▶ **GIVEN PROBLEM**
Reproduce the data from the line containing "of the serrated" through the end of the data, and output only those lines. Change "leaf tip" to "leaf apex" and leave everything else unchanged.
[Start of GIVEN RECORDS]
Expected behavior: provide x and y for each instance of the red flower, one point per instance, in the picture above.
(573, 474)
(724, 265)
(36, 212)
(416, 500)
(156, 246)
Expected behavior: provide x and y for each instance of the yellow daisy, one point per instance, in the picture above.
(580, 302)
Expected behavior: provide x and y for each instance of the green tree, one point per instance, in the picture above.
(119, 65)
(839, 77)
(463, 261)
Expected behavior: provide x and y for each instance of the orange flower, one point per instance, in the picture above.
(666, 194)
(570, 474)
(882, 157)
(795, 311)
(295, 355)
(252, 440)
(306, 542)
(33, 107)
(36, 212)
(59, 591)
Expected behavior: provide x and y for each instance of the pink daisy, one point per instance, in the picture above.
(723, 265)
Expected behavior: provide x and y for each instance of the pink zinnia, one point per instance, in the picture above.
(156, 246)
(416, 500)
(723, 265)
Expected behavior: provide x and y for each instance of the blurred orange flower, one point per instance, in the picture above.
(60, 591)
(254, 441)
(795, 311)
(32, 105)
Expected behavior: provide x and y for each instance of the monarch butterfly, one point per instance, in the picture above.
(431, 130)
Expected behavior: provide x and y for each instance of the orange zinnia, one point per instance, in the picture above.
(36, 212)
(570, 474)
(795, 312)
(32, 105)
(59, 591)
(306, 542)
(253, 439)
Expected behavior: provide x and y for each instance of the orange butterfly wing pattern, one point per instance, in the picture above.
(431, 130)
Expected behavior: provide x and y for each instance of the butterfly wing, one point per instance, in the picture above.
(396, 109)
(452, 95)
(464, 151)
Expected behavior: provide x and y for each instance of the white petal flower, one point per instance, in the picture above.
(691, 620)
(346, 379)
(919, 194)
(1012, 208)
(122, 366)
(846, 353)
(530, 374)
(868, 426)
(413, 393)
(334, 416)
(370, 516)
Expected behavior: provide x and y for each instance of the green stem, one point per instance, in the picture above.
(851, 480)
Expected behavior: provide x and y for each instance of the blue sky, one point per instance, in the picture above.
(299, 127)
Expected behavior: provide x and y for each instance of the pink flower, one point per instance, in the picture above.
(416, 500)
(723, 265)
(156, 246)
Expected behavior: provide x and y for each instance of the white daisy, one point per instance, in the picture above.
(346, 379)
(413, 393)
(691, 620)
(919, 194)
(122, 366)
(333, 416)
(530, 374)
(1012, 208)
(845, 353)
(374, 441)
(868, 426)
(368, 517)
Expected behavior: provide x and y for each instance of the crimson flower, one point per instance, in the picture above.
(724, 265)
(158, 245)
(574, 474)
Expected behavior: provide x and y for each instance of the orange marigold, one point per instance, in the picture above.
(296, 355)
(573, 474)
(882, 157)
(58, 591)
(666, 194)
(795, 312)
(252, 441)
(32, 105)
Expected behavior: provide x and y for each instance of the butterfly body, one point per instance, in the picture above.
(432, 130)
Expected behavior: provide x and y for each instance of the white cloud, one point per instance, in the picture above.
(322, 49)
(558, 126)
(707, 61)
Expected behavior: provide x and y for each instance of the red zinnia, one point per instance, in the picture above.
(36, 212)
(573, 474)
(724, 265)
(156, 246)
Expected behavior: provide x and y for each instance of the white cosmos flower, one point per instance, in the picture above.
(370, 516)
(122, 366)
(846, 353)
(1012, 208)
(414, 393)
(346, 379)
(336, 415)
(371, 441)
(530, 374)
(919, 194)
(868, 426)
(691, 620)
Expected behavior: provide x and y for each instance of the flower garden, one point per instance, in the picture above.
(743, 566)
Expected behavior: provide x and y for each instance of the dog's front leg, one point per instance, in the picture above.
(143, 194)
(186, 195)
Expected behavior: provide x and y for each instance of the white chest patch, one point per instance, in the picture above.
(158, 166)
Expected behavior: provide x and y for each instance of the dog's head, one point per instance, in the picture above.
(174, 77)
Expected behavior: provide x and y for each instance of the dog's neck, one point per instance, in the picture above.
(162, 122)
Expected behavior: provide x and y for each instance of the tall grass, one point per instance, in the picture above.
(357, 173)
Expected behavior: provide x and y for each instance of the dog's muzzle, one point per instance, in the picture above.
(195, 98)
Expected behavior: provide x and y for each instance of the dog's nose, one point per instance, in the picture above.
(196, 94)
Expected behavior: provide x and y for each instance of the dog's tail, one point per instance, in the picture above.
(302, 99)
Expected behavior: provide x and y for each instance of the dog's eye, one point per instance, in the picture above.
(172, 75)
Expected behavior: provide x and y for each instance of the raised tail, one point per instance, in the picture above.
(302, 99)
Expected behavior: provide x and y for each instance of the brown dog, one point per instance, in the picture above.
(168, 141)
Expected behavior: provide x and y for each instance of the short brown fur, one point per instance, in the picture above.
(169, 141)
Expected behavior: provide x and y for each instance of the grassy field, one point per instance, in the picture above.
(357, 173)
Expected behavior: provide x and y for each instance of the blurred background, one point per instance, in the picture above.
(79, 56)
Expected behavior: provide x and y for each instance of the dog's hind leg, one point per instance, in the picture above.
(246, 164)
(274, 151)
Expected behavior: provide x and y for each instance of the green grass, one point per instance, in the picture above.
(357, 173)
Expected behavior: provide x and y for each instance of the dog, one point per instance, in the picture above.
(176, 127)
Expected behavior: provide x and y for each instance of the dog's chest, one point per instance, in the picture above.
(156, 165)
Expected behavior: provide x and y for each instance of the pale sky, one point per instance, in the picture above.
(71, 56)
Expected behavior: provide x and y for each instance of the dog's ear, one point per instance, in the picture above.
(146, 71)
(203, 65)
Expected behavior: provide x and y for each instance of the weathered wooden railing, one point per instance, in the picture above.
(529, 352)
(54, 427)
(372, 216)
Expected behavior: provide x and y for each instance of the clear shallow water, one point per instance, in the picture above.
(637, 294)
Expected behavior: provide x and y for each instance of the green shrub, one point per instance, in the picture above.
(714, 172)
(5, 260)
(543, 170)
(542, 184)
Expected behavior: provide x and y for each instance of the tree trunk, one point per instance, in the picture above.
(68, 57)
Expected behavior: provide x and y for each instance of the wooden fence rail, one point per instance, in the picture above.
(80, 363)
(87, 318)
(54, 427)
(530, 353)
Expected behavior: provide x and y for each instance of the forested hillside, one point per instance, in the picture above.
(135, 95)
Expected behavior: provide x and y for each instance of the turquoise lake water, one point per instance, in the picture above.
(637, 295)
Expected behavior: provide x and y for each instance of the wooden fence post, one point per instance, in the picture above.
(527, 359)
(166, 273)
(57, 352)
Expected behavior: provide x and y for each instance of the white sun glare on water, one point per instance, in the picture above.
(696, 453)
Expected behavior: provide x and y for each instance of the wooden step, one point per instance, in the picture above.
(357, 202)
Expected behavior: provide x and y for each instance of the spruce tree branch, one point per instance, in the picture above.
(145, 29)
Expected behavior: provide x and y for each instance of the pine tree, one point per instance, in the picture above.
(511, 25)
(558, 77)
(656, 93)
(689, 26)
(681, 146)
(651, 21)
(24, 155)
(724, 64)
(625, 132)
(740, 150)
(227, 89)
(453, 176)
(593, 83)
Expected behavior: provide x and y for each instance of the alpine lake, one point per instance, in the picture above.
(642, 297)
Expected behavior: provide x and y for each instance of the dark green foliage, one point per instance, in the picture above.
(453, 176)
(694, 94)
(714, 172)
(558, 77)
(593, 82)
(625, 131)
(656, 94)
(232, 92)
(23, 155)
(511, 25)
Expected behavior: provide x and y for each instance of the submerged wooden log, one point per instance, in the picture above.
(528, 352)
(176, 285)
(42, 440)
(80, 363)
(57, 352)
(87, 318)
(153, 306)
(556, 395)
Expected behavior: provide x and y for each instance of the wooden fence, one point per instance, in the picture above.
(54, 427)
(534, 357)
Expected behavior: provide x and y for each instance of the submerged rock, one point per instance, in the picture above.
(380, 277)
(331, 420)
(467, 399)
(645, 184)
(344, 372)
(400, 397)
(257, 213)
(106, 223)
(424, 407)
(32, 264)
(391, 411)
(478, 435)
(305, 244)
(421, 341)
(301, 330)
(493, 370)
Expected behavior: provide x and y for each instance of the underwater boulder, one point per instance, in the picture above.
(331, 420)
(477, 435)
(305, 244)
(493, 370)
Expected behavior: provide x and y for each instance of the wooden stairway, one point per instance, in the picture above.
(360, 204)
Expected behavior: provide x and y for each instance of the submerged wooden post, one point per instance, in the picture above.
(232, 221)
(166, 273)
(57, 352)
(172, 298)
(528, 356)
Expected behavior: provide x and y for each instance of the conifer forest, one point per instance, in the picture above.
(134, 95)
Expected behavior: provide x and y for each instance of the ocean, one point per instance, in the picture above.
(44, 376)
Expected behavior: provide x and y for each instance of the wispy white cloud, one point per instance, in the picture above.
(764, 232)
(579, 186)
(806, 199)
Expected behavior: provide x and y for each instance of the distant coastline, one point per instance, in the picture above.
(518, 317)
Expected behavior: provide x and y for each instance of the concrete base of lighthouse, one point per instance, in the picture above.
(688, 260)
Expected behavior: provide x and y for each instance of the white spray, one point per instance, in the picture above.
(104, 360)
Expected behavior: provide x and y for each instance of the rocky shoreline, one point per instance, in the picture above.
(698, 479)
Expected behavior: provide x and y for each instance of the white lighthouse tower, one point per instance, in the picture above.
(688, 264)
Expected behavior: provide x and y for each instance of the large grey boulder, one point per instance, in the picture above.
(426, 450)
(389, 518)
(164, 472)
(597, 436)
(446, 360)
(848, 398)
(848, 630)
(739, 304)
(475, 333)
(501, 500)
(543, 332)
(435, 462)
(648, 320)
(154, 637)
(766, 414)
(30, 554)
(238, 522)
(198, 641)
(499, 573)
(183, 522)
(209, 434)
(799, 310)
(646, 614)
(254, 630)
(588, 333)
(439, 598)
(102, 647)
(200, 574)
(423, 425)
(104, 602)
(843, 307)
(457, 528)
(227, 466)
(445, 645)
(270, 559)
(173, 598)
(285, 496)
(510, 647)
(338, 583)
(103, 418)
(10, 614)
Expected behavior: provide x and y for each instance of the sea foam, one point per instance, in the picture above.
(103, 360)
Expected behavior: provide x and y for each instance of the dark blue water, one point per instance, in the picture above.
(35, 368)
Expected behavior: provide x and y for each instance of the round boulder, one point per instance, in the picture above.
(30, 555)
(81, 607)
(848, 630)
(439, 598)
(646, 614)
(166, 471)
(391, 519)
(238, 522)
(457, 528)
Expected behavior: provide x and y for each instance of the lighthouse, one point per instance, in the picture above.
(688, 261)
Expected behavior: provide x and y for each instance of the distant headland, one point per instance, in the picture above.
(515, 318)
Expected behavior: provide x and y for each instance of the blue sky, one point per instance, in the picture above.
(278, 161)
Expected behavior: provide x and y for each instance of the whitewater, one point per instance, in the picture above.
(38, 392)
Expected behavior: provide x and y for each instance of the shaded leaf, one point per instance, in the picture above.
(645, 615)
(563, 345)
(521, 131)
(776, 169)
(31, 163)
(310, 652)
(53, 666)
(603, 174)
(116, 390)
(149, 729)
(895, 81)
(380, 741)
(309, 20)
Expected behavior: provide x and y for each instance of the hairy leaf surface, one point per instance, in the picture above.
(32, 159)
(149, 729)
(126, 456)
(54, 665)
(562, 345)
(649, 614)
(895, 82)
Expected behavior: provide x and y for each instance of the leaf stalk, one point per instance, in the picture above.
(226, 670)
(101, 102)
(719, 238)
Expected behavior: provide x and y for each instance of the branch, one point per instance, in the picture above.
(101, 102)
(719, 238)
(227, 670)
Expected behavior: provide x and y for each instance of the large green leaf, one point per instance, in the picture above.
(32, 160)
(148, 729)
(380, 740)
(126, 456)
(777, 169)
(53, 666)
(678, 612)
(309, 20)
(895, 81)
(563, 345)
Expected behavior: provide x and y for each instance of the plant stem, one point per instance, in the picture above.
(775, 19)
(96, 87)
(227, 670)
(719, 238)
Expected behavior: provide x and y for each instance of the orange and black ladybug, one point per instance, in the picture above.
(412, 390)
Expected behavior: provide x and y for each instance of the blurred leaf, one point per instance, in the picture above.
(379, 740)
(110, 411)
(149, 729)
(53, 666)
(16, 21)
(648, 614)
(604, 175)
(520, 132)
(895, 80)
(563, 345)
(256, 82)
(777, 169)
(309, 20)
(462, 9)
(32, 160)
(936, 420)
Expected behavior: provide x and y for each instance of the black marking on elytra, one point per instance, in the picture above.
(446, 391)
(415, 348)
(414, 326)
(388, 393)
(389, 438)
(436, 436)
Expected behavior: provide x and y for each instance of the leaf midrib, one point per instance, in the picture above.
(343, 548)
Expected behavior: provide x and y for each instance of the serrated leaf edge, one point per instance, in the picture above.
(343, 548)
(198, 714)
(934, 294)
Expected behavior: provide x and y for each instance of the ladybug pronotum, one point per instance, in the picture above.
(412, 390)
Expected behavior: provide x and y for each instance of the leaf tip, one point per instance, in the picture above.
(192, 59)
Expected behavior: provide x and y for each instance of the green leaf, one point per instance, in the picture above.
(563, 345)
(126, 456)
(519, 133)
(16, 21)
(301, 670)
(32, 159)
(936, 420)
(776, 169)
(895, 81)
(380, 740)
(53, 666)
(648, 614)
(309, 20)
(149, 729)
[End of GIVEN RECORDS]
▶ **FINISHED TASK**
Expected behavior: provide x and y for each instance of the serrated leaf edge, one point per instance, in the picture above.
(343, 548)
(198, 714)
(934, 294)
Expected behavior: provide x and y for each instance of the ladybug pronotum, one point per instance, in the picture above.
(412, 390)
Expected behavior: provide x and y for each instance of the leaf apex, one point per instance, in the picture above.
(192, 59)
Expected behavior: provide x and y for each instance of the green leaf, one point per instance, in the picture above.
(563, 345)
(126, 456)
(519, 133)
(16, 21)
(301, 670)
(32, 159)
(936, 420)
(776, 169)
(895, 81)
(380, 740)
(53, 666)
(648, 614)
(309, 20)
(149, 729)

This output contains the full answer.